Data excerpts
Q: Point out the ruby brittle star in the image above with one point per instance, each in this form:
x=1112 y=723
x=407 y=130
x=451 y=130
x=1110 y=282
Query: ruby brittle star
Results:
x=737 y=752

==

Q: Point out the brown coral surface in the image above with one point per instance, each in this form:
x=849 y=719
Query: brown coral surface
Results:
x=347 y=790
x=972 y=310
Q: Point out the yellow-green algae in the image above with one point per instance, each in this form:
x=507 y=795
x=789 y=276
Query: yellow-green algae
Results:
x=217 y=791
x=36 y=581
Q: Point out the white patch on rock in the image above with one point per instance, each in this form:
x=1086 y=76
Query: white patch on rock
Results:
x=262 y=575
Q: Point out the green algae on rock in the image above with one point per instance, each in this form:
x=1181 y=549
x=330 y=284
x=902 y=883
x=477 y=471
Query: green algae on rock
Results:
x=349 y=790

> The task: Whenever the word "algae" shows up in a line of the entries, copy that line.

> Response to the task:
Q: Point out the yellow-green algae in the image above with one point per instance, each in this form:
Query: yellow-green algae
Q: Point out the green algae on rock in the image above with one point per instance, each in this form:
Query: green algae on rock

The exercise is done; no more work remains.